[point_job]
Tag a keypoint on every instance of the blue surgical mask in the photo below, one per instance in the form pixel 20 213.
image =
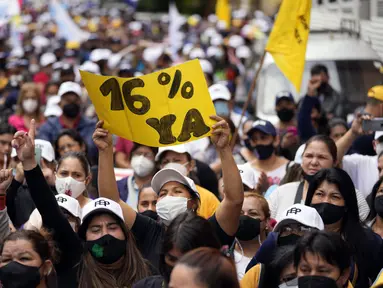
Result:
pixel 222 108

============

Return the records above line for line, leaving out the pictures.

FINISHED EXERCISE:
[point_job]
Tag a keypoint on every instance of the blue surgical mask in the photo below, one per instance in the form pixel 20 213.
image =
Result:
pixel 222 108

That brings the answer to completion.